*Stated exercise*: Rewrite the lines of the items that begin at the line containing "it: point(112, 210)." and stop after the line containing "point(222, 217)", with "vertical wood panel" replaced by "upright wooden board" and nothing else changed. Give back only those lines.

*Data entries*:
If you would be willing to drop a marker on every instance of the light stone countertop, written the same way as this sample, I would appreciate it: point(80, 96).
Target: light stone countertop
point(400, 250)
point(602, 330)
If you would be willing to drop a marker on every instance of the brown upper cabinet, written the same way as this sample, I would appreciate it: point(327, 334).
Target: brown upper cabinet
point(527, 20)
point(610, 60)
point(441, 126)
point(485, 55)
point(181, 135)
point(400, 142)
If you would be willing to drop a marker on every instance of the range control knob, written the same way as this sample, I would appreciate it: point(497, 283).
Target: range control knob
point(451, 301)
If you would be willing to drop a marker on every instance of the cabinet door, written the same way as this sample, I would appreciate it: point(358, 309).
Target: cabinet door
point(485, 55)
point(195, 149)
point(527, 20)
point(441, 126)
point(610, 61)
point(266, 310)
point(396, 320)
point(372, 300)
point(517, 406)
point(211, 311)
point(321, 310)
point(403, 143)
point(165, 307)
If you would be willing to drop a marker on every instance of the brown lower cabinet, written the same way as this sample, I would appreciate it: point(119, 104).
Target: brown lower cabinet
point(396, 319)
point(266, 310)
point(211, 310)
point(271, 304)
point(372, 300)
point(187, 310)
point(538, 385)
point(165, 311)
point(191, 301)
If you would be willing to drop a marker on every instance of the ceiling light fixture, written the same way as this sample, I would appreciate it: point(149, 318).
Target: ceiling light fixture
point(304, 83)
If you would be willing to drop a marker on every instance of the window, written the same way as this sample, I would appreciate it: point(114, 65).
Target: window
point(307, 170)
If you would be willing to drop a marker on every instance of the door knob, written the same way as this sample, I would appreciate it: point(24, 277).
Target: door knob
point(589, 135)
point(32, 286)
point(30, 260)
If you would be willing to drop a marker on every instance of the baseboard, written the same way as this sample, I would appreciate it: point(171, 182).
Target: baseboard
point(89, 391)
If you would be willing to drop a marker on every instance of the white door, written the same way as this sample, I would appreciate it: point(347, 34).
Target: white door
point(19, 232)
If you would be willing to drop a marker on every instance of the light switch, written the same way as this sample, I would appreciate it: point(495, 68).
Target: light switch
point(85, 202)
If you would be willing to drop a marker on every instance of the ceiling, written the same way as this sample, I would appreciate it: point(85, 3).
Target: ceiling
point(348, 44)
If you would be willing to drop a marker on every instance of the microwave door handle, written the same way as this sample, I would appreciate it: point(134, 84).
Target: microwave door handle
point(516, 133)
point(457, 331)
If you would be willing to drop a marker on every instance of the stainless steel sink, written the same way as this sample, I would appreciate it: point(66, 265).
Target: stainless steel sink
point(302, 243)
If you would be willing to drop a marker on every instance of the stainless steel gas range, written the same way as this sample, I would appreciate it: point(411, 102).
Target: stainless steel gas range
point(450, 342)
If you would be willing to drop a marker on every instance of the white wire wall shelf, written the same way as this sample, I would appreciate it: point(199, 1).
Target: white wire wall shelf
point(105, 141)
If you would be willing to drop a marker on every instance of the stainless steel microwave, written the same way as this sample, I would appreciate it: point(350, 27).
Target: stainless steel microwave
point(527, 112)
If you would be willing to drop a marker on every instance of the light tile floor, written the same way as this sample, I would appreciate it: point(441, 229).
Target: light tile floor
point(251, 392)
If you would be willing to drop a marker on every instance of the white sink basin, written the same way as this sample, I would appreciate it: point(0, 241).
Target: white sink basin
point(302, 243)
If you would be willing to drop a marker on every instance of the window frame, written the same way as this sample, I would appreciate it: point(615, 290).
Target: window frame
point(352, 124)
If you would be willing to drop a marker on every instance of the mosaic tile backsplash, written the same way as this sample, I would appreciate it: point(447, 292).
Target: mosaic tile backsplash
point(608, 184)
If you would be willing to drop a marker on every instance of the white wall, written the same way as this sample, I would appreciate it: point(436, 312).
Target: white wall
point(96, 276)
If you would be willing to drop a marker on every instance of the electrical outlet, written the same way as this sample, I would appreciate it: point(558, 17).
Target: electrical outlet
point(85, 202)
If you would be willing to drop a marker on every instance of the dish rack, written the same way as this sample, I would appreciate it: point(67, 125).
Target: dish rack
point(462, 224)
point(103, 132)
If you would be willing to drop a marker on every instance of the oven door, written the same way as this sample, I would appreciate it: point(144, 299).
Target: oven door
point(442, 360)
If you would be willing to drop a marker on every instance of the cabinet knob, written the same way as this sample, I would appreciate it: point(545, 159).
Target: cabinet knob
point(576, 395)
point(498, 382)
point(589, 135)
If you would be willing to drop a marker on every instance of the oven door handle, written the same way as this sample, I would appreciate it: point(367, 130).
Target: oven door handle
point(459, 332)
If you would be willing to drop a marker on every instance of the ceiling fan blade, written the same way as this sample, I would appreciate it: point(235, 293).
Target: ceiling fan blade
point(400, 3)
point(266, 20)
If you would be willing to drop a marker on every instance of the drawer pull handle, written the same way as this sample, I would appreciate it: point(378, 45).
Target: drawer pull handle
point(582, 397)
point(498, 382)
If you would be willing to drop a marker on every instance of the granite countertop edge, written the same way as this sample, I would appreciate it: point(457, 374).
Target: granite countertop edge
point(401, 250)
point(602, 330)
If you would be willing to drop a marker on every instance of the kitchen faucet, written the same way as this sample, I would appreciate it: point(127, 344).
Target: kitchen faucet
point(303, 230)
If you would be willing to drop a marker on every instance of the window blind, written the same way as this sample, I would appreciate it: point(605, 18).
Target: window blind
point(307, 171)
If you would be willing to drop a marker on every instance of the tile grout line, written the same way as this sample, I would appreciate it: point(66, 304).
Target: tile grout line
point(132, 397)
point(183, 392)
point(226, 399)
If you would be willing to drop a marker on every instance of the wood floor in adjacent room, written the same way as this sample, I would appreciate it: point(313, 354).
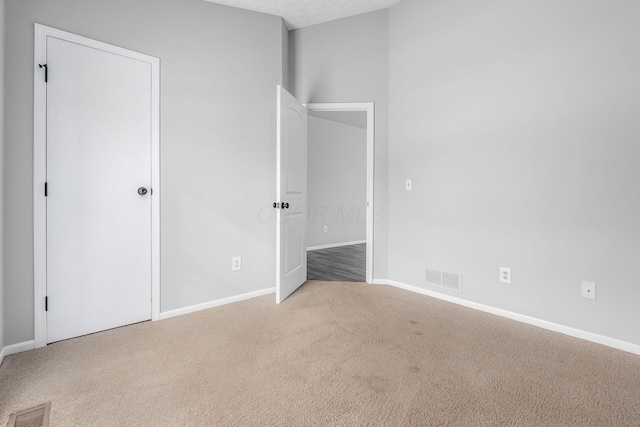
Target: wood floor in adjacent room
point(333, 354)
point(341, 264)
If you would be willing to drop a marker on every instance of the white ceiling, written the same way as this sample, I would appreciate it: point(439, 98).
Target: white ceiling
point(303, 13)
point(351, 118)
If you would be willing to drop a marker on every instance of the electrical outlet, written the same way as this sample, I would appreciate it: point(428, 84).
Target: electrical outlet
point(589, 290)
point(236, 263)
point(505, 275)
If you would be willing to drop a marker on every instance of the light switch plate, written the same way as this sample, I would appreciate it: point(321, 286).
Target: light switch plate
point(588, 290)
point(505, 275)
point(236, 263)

--

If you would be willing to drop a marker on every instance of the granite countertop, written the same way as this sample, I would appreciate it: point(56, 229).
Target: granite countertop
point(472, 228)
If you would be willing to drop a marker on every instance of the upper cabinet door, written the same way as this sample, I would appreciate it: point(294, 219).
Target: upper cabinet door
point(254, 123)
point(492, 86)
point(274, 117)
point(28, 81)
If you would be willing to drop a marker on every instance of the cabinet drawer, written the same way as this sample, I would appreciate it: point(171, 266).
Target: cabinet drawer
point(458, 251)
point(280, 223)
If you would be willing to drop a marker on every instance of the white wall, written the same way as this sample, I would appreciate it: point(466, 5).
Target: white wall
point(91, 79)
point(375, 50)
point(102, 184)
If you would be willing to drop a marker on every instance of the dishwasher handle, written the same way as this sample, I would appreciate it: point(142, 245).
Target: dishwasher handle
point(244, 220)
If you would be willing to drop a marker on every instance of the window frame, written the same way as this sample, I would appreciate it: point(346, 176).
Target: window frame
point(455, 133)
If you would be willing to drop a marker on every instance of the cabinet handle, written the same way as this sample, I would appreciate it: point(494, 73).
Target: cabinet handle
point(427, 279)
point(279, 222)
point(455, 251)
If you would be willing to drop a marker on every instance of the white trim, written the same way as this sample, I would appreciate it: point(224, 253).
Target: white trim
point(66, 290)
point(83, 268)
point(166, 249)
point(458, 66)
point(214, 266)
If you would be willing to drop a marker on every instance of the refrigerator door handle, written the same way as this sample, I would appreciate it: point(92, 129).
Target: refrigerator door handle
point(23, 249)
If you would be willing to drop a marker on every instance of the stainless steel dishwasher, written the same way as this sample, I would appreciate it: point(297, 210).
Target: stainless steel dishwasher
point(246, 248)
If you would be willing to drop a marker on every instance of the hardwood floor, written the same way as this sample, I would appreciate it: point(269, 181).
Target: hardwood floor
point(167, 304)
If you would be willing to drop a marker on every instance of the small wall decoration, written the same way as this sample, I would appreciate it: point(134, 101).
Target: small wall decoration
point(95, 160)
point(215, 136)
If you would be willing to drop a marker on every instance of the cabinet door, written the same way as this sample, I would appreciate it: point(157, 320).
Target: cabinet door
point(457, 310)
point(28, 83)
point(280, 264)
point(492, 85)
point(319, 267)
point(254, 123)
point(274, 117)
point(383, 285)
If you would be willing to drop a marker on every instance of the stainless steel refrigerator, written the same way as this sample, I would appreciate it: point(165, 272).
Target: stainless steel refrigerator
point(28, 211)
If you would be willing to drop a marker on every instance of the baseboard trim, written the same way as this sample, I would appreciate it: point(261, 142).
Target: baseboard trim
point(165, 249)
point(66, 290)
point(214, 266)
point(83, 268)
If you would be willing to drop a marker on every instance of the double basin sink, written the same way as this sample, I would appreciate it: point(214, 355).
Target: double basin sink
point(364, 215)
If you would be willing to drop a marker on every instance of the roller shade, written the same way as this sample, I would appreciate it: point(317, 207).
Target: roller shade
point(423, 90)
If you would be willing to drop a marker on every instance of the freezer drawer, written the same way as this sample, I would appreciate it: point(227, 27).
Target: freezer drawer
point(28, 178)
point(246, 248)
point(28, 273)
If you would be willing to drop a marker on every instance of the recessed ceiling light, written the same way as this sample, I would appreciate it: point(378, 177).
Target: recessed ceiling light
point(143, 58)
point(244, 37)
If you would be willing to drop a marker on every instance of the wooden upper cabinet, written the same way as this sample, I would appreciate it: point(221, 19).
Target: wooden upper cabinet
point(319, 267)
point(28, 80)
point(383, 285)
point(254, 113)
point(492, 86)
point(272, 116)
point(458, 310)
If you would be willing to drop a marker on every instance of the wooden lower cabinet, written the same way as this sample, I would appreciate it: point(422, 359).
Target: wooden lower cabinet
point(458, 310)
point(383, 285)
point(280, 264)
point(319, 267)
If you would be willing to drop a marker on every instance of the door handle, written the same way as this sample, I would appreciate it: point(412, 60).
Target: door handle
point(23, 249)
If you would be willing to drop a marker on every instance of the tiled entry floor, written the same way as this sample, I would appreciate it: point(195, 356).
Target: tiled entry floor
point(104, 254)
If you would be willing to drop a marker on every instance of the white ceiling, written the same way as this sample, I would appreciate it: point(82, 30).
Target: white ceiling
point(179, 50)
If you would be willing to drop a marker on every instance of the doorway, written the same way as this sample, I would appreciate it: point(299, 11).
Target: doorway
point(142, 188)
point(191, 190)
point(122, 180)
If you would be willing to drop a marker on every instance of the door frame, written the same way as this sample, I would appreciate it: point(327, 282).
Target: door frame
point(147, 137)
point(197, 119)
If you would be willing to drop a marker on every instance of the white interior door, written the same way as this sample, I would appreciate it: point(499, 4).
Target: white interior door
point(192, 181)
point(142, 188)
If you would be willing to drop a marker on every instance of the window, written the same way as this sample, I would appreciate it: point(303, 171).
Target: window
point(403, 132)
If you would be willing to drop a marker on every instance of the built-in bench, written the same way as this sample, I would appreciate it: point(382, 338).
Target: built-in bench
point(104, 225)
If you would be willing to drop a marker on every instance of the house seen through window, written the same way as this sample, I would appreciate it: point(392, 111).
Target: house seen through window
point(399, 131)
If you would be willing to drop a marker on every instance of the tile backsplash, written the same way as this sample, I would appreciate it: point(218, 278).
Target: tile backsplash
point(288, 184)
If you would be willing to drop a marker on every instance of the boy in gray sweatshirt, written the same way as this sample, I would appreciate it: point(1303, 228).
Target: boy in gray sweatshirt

--

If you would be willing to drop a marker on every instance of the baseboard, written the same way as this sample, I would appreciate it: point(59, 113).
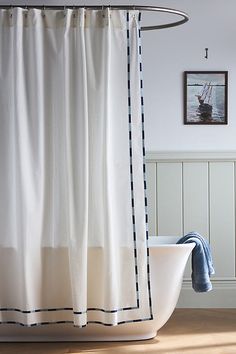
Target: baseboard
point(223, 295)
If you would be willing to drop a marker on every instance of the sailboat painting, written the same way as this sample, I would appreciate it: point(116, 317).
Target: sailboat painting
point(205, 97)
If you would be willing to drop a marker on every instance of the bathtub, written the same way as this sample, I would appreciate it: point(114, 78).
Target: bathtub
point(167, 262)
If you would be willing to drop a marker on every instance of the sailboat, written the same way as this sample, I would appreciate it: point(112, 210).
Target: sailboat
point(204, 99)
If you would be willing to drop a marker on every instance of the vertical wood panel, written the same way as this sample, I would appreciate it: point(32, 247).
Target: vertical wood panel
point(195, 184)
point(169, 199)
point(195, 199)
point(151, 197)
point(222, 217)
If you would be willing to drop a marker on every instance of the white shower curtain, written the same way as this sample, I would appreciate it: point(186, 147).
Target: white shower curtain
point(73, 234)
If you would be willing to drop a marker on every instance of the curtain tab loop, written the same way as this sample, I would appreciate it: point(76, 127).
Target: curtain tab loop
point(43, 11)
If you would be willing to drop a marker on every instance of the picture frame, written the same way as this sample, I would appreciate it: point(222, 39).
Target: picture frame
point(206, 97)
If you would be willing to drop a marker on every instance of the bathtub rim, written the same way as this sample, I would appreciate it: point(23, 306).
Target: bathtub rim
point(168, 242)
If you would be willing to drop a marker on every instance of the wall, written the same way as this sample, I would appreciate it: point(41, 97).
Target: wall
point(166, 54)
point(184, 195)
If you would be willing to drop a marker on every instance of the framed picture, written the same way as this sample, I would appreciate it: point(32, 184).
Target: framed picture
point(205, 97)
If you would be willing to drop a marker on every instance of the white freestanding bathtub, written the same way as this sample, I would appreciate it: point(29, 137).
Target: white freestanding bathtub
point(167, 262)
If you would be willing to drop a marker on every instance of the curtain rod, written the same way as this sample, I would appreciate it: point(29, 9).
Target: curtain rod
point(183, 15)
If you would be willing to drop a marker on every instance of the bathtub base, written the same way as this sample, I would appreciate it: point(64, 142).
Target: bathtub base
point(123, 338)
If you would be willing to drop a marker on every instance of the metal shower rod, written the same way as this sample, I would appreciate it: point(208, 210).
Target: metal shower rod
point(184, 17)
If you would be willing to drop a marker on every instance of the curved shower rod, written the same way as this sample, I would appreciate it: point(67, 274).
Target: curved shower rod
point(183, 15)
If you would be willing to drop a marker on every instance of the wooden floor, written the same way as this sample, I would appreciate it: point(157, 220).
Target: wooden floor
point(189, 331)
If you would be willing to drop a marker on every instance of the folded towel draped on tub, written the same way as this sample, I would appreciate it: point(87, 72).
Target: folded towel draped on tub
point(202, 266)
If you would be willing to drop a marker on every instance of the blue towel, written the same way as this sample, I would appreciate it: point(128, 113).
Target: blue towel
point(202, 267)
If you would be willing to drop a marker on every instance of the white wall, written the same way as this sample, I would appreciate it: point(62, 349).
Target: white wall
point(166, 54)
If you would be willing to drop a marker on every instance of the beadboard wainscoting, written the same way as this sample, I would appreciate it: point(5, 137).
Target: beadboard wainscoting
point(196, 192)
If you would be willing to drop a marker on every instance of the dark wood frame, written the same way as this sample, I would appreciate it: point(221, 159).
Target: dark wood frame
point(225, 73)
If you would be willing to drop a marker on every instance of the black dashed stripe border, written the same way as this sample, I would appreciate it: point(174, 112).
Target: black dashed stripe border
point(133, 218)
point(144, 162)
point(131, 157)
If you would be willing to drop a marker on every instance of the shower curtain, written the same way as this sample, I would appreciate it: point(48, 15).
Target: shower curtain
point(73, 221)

*Solved exercise*:
If you would be willing to drop a marker on every instance of the sailboat, written the same way as this sample, I would appreciate it: point(112, 210).
Target: sailboat
point(204, 99)
If you would be willing to drop a marker on every instance of the upright wooden board, written the same way as this sample, I would appreciate it: point(32, 247).
Target: upright wooden board
point(195, 184)
point(169, 199)
point(195, 199)
point(151, 197)
point(222, 217)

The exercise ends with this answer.